(TEXT SHOWN)
Scanning the map, you'll note that plate boundaries run across ocean basins, or along the edges of continents and ocean basins, and in places, across continents and islands. We'll learn more later about the nature of these boundaries. For now, appreciate that the mid-ocean boundaries are places where the sea floor spreads apart, and magma comes up along the seam to solidify into new sea floor. Other boundaries are places where plates collide. One type of collisional boundary happens where continental material crumples together in great mountain ranges. Along other collisional boundaries, which involve at least one side with ocean floor, volcanic activity flourishes where an oceanic plate subducts (dives down) under the other plate.

 

The Plates

 

North American -- Includes North America, part of Siberia, and Greenland. Includes half the North Atlantic ocean basin, the Arctic ocean basin, and the ocean floor around Alaska and Siberia.

Pacific -- Includes no continents, only small islands like the islands of Polynesia and Hawaii.

Juan de Fuca -- Just a patch of sea floor off Washington and Oregon.

Cocos -- Includes the sea floor from Baja, Mexico down to central America.

Nazca -- Includes the sea floor on the Pacific side of South America.

Caribbean -- Includes the sea floor of the Caribbean Sea, hugging South America.

South American -- Includes South America and half the South Atlantic ocean basin.

Scotia -- A strip of South Atlantic sea floor off the tip of South America.

Antarctic -- Includes the continent of Antarctica and the surrounding sea floor.

African -- Includes Africa, except for Arabia, plus the sea floor in half the Atlantic ocean basin and half the Indian ocean basin, which includes the island of Madagascar off eastern Africa.

Arabian -- Includes the Arabian peninsula, which has the Red Sea along its southern border.

Indian -- Includes India, which is bounded by the Himalayas to the north, and the sea floor of the Indian ocean basin around India.

Australian -- Includes Australia plus a good bit of the Indian ocean basin and parts of the Pacific ocean basin.

Eurasian -- Includes Europe, most of Asia, and bordering areas of sea floor in the North Atlantic, the Mediterranean Sea, and the edge of the Pacific ocean basin.

Philippine -- Includes a diamond-shaped patch of the western Pacific ocean basin.

(Location labeling records)
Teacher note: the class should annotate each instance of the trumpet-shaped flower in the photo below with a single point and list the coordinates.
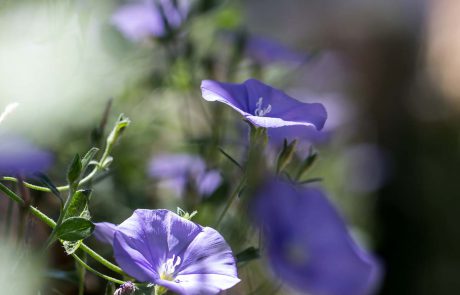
(140, 19)
(176, 171)
(20, 157)
(308, 244)
(159, 247)
(265, 106)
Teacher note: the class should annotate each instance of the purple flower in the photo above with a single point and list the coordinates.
(265, 106)
(150, 18)
(127, 288)
(308, 244)
(265, 51)
(20, 157)
(159, 247)
(178, 171)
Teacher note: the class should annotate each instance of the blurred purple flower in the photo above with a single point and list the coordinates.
(140, 19)
(159, 247)
(308, 244)
(265, 51)
(265, 106)
(176, 172)
(18, 157)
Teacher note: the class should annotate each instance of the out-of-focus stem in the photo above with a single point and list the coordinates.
(51, 223)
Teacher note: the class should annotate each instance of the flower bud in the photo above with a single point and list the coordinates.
(286, 155)
(127, 288)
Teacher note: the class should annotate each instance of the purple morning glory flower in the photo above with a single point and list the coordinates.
(265, 106)
(308, 244)
(18, 157)
(162, 248)
(140, 19)
(176, 171)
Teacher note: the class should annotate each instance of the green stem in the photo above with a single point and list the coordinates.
(59, 188)
(86, 266)
(231, 200)
(101, 259)
(51, 223)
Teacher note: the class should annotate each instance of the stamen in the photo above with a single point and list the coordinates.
(260, 111)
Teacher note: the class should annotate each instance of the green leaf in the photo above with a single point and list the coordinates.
(78, 205)
(75, 169)
(109, 288)
(74, 229)
(49, 184)
(248, 254)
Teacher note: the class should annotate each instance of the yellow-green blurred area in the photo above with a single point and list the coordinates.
(388, 73)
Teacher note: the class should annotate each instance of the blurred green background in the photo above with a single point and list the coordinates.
(387, 71)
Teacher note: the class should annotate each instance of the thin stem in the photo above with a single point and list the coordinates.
(9, 216)
(231, 200)
(81, 276)
(51, 223)
(86, 266)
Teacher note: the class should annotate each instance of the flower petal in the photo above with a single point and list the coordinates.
(208, 253)
(199, 284)
(148, 238)
(208, 266)
(285, 110)
(105, 232)
(308, 243)
(20, 157)
(282, 110)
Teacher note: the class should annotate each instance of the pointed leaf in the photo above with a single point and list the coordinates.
(78, 205)
(89, 156)
(71, 247)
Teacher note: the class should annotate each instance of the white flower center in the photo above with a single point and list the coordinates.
(168, 269)
(166, 272)
(260, 111)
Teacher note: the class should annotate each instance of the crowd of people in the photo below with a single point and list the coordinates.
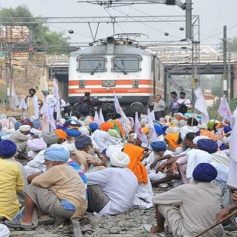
(108, 167)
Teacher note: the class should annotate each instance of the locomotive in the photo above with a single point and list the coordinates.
(115, 65)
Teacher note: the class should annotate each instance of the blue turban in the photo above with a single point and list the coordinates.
(73, 132)
(158, 146)
(72, 123)
(93, 126)
(56, 154)
(227, 129)
(204, 172)
(82, 142)
(164, 128)
(223, 147)
(159, 130)
(17, 125)
(7, 148)
(207, 145)
(36, 123)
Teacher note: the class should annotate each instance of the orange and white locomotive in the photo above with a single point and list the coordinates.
(115, 66)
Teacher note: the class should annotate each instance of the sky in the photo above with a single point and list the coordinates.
(214, 14)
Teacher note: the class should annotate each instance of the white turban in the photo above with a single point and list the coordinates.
(35, 131)
(36, 144)
(84, 131)
(113, 148)
(197, 138)
(119, 159)
(25, 128)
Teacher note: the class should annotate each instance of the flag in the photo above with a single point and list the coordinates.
(101, 116)
(201, 105)
(233, 138)
(224, 109)
(142, 137)
(96, 118)
(152, 131)
(153, 115)
(56, 95)
(119, 110)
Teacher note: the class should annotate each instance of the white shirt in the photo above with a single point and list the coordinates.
(119, 184)
(187, 102)
(102, 140)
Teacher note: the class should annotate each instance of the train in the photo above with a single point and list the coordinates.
(115, 66)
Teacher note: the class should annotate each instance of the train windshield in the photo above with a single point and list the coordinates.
(91, 64)
(126, 64)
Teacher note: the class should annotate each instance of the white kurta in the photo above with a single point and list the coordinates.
(102, 140)
(198, 205)
(119, 184)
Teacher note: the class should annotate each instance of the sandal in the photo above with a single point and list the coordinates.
(18, 224)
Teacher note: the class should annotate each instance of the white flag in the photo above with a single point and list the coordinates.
(56, 95)
(233, 139)
(125, 120)
(153, 115)
(96, 118)
(101, 116)
(201, 105)
(140, 135)
(119, 109)
(152, 131)
(224, 109)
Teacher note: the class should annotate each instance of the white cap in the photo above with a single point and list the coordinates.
(25, 128)
(119, 159)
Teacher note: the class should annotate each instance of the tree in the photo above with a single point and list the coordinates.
(232, 44)
(42, 38)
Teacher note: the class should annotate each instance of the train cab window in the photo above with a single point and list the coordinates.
(127, 64)
(91, 64)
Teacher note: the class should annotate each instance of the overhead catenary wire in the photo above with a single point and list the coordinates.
(143, 23)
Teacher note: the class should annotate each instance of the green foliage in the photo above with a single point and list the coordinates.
(232, 44)
(42, 38)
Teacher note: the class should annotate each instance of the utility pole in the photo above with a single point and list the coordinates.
(189, 24)
(225, 77)
(229, 78)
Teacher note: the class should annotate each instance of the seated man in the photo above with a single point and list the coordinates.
(111, 191)
(62, 196)
(21, 136)
(85, 155)
(153, 161)
(190, 208)
(11, 181)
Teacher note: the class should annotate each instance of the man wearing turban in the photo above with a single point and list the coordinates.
(85, 155)
(61, 196)
(190, 208)
(11, 181)
(111, 190)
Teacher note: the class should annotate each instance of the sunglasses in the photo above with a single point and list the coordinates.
(232, 190)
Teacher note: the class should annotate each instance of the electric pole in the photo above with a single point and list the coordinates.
(225, 76)
(189, 25)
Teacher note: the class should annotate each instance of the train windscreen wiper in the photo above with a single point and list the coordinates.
(96, 68)
(122, 70)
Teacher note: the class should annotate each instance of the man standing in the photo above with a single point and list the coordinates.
(174, 106)
(158, 107)
(32, 104)
(11, 181)
(184, 103)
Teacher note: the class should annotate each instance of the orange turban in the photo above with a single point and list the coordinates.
(106, 126)
(136, 155)
(145, 130)
(60, 134)
(172, 139)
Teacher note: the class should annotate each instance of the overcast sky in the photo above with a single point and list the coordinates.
(213, 14)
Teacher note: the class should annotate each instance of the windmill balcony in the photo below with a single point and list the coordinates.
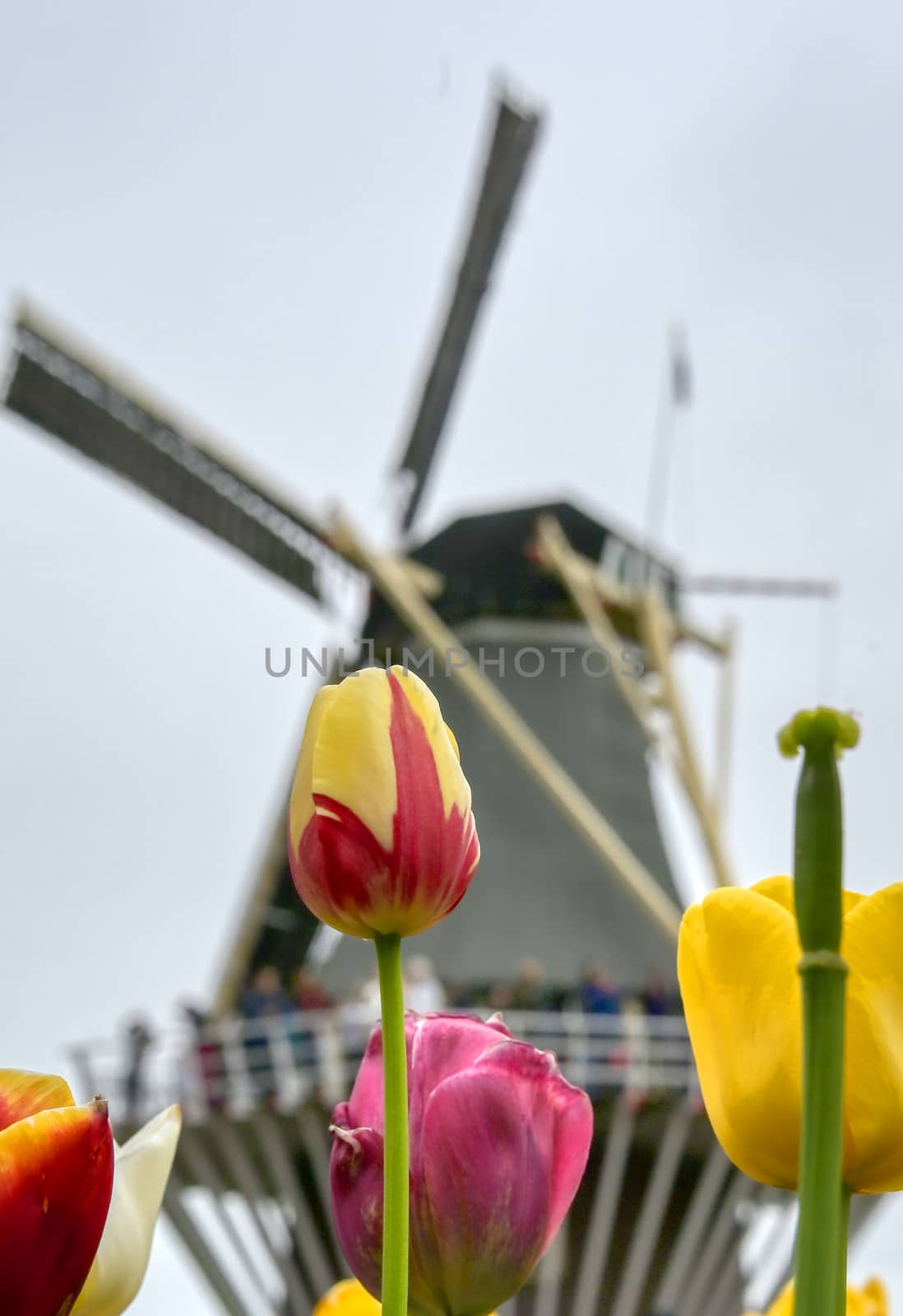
(285, 1063)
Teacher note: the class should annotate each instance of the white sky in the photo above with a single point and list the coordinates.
(254, 208)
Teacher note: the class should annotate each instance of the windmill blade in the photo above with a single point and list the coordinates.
(766, 587)
(57, 386)
(512, 141)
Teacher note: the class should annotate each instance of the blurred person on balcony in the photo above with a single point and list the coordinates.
(598, 993)
(308, 991)
(210, 1068)
(265, 999)
(528, 990)
(655, 1000)
(138, 1040)
(423, 991)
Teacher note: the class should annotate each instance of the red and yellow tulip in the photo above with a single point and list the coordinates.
(738, 964)
(381, 832)
(76, 1214)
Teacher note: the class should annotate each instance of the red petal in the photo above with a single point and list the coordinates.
(56, 1184)
(23, 1094)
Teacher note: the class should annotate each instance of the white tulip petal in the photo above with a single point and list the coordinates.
(142, 1170)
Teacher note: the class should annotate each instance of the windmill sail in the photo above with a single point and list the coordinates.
(512, 141)
(58, 387)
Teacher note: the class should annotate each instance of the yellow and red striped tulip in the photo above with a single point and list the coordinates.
(56, 1184)
(381, 833)
(738, 964)
(142, 1170)
(869, 1300)
(348, 1298)
(76, 1212)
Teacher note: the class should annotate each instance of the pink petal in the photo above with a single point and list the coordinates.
(440, 1046)
(355, 1175)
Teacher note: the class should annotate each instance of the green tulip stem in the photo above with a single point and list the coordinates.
(819, 903)
(819, 1232)
(395, 1128)
(841, 1250)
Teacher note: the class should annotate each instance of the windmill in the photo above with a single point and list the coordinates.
(548, 636)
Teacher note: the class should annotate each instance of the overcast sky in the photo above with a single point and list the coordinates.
(254, 208)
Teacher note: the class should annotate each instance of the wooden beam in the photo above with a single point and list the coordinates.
(395, 583)
(725, 727)
(657, 636)
(583, 590)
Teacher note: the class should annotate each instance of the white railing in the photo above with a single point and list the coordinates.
(280, 1063)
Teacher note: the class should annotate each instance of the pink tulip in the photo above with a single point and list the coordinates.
(499, 1142)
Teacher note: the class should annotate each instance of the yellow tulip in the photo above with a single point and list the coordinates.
(738, 960)
(381, 832)
(76, 1212)
(869, 1300)
(349, 1298)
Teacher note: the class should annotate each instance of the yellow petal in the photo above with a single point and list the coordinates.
(300, 809)
(353, 753)
(456, 790)
(780, 888)
(348, 1298)
(869, 1300)
(738, 958)
(23, 1094)
(873, 1070)
(142, 1170)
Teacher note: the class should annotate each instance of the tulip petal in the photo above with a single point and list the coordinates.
(348, 1298)
(56, 1184)
(873, 1069)
(142, 1170)
(352, 756)
(23, 1094)
(300, 806)
(355, 1177)
(738, 958)
(494, 1191)
(780, 888)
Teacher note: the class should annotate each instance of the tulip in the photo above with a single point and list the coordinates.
(381, 835)
(738, 965)
(142, 1170)
(869, 1300)
(349, 1298)
(499, 1142)
(56, 1184)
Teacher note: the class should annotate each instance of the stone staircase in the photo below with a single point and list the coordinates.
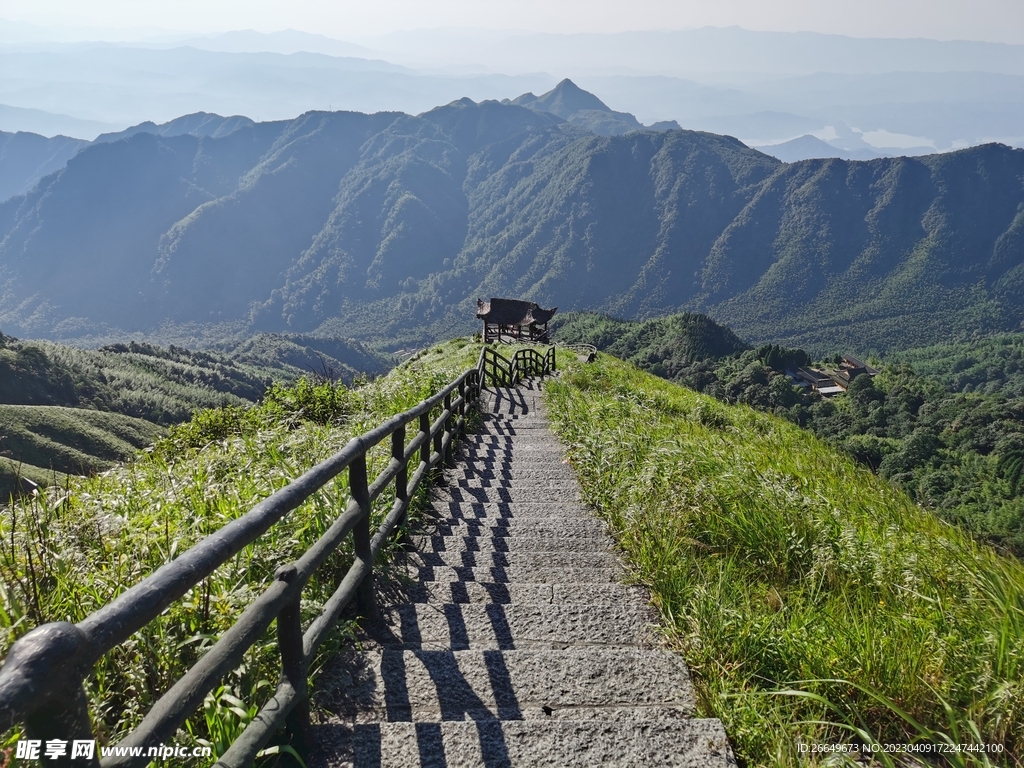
(516, 642)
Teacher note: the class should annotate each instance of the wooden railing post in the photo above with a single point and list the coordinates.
(293, 667)
(398, 454)
(425, 451)
(462, 408)
(450, 431)
(439, 443)
(360, 535)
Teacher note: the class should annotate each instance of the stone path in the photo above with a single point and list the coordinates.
(516, 643)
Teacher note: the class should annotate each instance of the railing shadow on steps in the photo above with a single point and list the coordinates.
(42, 678)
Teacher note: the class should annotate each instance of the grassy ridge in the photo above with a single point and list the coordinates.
(780, 566)
(70, 551)
(73, 440)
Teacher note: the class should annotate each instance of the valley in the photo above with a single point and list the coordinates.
(386, 227)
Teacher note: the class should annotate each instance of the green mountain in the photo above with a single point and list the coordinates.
(387, 226)
(69, 411)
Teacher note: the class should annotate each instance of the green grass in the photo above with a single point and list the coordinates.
(814, 602)
(73, 549)
(72, 440)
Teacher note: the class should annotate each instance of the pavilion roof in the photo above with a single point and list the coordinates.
(512, 311)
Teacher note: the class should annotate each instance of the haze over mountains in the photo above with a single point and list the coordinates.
(764, 88)
(387, 226)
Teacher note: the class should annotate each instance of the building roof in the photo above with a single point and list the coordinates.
(512, 311)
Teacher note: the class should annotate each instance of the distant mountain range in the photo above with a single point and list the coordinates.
(26, 158)
(387, 227)
(762, 87)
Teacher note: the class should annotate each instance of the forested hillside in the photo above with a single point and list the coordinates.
(387, 226)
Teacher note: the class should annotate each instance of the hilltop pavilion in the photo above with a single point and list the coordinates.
(512, 320)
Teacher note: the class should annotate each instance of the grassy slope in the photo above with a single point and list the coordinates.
(775, 560)
(45, 442)
(68, 552)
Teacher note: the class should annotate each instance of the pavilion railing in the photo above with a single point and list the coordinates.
(42, 678)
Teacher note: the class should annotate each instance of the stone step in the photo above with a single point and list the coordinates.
(387, 684)
(548, 481)
(535, 526)
(512, 574)
(521, 592)
(513, 626)
(514, 559)
(552, 495)
(555, 743)
(536, 542)
(496, 511)
(513, 473)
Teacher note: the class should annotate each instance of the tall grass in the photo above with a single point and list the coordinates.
(814, 603)
(68, 552)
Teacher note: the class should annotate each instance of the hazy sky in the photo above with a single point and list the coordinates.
(994, 20)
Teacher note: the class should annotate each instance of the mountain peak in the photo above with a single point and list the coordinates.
(566, 99)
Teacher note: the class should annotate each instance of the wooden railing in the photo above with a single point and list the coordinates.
(507, 373)
(42, 678)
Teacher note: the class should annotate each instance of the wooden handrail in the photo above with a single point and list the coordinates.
(42, 678)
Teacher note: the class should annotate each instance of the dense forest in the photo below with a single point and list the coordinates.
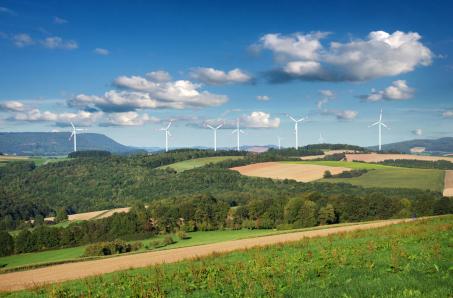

(GOAL) According to the text on tectonic plates, what area does the Juan de Fuca plate cover? The material above is separate from the text on tectonic plates.

(TASK RESULT) A patch of sea floor off Washington and Oregon.